-- TRAVAIL À FAIRE --
1. Recopiez fidèlement le passage de l'article sur les tarifs de prophylaxie en commençant par « Le CGAAER a » et en poursuivant jusqu'à « les vétérinaires sanitaires. ».
2. D'après l'article sur les tarifs de prophylaxie, quel événement a entraîné la saisine du CGAAER ?

-- EXTRAIT SOURCE --
────────
La prophylaxie, une activité non rentable - La Semaine Vétérinaire n° 1678 du 08/06/2016
La Semaine Vétérinaire n° 1678 du 08/06/2016

SANITAIRE

ACTU

Auteur(s) : STÉPHANIE PADIOLLEAU 

Le CGAAER a été saisi afin d’« expertiser les modalités de fixation des tarifs de prophylaxie » . Son analyse dresse un portrait critique de la situation et souligne une faible rentabilité pour les vétérinaires sanitaires.

À la suite d’une grève des vétérinaires sanitaires de Mayenne1, le Conseil général de l’alimentation, de l’agriculture et des espaces ruraux (CGAAER) a été saisi afin d’analyser les modalités de fixation des tarifs de prophylaxie, tarifs déterminés par convention départementale entre les éleveurs et les vétérinaires. Cinq recommandations ont été émises : réviser les textes relatifs aux prophylaxies dans un souci de cohérence (en particulier la nomenclature), renforcer le contrôle des campagnes de prophylaxie, garantir la sécurité juridique des décisions d’arbitrage des préfets, recourir à des expertises comptables pour fixer les tarifs et progressivement mettre en place une tarification nationale.
────────
-- Lignes de données --
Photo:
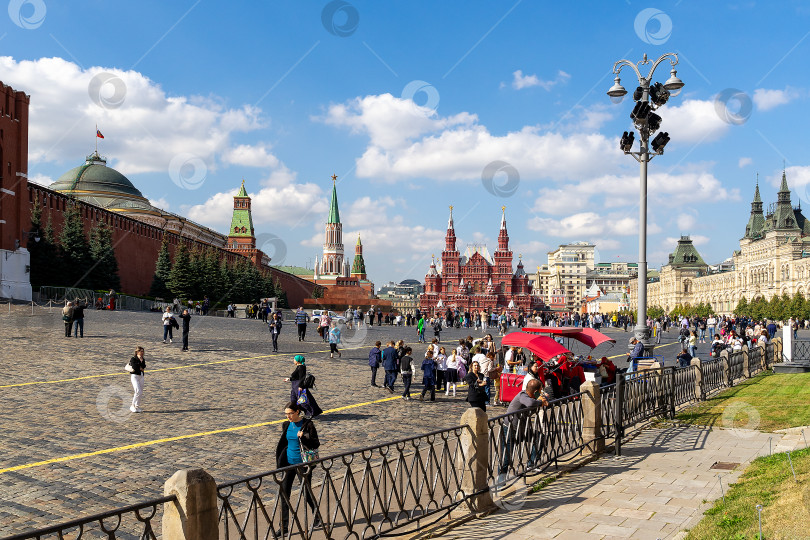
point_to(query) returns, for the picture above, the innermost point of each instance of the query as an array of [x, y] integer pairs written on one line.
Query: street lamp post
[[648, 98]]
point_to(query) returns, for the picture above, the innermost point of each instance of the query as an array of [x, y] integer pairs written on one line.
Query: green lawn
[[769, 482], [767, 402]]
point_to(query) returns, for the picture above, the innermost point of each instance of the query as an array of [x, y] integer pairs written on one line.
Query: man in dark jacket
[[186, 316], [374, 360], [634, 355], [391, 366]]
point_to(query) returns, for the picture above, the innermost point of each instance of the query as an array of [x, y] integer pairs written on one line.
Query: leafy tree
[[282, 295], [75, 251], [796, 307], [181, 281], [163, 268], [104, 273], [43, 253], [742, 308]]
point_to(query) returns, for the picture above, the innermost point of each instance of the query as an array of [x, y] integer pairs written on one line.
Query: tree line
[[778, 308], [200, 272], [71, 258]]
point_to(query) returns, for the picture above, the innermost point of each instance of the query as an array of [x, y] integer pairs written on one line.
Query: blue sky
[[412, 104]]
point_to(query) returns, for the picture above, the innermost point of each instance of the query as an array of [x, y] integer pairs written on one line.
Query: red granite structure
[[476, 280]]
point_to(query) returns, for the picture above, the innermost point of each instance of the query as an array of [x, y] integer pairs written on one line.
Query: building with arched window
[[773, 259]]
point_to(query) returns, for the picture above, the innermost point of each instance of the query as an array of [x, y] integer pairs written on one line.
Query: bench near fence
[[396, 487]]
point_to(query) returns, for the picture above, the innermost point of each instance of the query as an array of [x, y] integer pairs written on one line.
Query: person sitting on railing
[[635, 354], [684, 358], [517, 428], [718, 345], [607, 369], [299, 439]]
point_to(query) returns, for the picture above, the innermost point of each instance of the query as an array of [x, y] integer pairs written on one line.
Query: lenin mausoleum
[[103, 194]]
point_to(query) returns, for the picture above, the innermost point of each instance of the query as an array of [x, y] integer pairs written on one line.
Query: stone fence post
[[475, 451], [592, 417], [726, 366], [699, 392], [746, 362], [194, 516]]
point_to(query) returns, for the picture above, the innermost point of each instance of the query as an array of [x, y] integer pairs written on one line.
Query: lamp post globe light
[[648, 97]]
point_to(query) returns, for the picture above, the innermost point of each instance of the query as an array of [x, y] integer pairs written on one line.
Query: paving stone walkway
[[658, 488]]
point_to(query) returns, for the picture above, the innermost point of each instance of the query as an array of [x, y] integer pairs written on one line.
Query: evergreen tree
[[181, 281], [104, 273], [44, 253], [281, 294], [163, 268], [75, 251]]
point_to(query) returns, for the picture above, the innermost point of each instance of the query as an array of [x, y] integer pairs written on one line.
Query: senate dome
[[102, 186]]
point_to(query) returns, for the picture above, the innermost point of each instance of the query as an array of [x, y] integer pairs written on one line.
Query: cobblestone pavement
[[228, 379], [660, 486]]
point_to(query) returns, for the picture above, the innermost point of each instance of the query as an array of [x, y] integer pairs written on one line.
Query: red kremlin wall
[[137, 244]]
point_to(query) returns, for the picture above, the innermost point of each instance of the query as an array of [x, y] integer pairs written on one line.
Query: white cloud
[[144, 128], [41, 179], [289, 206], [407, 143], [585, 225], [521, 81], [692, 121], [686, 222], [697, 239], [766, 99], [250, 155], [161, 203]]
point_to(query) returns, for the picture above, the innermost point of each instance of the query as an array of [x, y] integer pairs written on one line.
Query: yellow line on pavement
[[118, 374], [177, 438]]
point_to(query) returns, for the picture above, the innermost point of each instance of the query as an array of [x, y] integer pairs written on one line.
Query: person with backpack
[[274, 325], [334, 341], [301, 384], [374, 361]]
────────
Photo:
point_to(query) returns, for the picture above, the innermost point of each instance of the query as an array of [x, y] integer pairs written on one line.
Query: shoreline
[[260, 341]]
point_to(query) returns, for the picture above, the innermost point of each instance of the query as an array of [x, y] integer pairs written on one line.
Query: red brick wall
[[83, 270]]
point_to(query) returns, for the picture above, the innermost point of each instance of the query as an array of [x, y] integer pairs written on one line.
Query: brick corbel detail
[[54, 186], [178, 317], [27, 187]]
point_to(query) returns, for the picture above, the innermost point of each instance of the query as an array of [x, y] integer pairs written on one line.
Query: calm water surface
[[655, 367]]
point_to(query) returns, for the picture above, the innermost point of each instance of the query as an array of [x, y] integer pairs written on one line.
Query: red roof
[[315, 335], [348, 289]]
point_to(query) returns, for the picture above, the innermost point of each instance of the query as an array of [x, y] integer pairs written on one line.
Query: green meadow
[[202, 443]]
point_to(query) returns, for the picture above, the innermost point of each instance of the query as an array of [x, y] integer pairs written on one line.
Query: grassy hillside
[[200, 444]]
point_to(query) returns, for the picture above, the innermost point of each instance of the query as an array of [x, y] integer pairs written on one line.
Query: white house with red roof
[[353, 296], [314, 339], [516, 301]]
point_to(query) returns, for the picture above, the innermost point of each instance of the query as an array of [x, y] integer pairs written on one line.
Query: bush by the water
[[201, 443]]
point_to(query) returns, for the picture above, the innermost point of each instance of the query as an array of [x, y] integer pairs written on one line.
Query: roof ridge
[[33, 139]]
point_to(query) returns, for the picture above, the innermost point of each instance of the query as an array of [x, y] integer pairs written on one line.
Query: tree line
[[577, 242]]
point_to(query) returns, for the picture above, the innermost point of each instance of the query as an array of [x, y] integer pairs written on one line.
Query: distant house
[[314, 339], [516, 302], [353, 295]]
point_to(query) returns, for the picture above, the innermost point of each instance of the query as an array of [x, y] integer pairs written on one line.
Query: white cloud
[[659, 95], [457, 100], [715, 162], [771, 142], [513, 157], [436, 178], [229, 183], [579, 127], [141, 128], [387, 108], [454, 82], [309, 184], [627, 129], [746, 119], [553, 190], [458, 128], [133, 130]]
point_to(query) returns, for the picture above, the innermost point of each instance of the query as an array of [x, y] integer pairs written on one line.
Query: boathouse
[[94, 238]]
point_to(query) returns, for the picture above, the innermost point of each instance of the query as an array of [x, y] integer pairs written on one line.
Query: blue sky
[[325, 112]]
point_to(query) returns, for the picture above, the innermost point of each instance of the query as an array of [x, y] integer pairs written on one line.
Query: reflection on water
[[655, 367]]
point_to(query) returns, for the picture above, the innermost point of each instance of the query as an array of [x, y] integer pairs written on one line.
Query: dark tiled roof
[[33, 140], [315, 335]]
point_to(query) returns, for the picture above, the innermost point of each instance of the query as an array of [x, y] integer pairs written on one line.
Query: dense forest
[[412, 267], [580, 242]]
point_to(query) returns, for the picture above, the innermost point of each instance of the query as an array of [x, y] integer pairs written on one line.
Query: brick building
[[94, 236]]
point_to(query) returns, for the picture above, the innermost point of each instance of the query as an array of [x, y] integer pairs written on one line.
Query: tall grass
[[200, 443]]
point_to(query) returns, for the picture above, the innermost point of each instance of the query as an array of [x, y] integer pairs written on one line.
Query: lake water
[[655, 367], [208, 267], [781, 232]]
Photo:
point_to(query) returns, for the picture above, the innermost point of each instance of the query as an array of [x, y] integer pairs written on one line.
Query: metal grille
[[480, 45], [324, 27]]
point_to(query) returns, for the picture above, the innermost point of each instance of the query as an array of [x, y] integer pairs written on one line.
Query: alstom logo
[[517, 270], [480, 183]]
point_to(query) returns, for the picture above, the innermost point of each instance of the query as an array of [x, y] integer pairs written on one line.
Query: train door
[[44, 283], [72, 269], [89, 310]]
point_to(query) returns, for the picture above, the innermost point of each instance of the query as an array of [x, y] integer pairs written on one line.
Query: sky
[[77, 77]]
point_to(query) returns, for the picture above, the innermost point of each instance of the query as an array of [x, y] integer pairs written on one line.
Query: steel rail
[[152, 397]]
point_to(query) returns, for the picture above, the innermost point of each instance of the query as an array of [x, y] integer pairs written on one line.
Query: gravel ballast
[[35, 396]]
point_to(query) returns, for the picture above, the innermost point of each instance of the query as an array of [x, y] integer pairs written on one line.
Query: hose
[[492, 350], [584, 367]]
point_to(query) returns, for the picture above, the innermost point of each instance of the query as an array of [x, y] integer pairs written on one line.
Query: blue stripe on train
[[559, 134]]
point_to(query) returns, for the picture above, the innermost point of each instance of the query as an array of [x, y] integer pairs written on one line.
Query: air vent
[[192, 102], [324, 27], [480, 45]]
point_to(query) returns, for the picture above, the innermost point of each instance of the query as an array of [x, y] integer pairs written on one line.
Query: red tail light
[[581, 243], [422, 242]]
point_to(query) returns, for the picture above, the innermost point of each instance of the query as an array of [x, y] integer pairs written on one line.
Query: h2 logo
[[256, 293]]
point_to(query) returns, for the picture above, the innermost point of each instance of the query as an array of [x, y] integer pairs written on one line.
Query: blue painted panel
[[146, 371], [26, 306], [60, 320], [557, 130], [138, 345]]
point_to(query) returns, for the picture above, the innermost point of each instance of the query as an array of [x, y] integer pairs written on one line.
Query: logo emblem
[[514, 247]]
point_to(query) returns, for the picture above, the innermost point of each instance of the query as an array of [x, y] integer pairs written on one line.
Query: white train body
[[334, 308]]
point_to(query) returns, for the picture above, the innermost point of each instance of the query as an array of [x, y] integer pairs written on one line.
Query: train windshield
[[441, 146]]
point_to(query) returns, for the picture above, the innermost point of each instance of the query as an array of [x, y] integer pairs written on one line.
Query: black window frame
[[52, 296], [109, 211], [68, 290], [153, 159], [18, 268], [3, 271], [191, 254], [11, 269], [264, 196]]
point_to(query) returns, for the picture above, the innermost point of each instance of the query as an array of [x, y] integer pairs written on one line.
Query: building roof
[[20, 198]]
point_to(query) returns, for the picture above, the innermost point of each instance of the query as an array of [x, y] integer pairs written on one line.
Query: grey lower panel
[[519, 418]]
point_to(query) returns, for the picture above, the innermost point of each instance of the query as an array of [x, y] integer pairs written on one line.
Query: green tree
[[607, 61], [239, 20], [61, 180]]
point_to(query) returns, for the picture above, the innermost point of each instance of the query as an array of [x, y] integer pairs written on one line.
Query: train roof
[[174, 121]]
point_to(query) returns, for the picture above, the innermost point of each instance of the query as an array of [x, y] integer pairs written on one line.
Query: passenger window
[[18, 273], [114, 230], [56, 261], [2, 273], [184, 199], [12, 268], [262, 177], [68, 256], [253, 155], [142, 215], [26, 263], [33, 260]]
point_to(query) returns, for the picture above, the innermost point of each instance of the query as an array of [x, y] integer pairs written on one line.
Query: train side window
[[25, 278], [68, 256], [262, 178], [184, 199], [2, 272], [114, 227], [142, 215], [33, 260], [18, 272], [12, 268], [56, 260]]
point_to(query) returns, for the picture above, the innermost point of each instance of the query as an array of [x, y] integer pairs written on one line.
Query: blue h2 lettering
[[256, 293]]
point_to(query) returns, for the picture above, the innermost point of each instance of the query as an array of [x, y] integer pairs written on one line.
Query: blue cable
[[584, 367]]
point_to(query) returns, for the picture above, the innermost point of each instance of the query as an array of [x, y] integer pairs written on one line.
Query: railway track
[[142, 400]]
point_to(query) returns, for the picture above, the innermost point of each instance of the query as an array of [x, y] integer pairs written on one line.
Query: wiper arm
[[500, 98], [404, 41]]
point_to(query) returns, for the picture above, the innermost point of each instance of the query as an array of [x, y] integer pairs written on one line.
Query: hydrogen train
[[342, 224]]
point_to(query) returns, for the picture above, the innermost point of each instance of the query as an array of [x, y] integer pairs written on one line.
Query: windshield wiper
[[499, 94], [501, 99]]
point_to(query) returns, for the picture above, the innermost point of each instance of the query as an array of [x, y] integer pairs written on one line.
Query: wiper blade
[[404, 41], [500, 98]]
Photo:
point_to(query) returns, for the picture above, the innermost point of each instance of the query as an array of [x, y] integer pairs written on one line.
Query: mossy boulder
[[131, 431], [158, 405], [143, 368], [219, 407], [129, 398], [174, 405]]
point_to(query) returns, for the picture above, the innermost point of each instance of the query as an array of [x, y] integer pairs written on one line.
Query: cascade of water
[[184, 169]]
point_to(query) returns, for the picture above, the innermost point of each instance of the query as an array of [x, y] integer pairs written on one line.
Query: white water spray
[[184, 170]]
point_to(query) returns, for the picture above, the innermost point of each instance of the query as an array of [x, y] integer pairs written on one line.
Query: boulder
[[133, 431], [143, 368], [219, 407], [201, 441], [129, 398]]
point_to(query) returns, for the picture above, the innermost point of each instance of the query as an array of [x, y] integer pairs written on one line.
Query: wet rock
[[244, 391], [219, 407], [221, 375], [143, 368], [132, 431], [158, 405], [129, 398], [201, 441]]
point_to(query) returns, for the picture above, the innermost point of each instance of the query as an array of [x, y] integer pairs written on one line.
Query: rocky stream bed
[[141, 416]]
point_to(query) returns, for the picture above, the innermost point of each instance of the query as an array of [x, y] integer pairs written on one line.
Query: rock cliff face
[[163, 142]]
────────
-- CORRIGÉ PAR EXERCICE --
1.
Le CGAAER a été saisi afin d’« expertiser les modalités de fixation des tarifs de prophylaxie » . Son analyse dresse un portrait critique de la situation et souligne une faible rentabilité pour les vétérinaires sanitaires.

2. Une grève des vétérinaires sanitaires de Mayenne.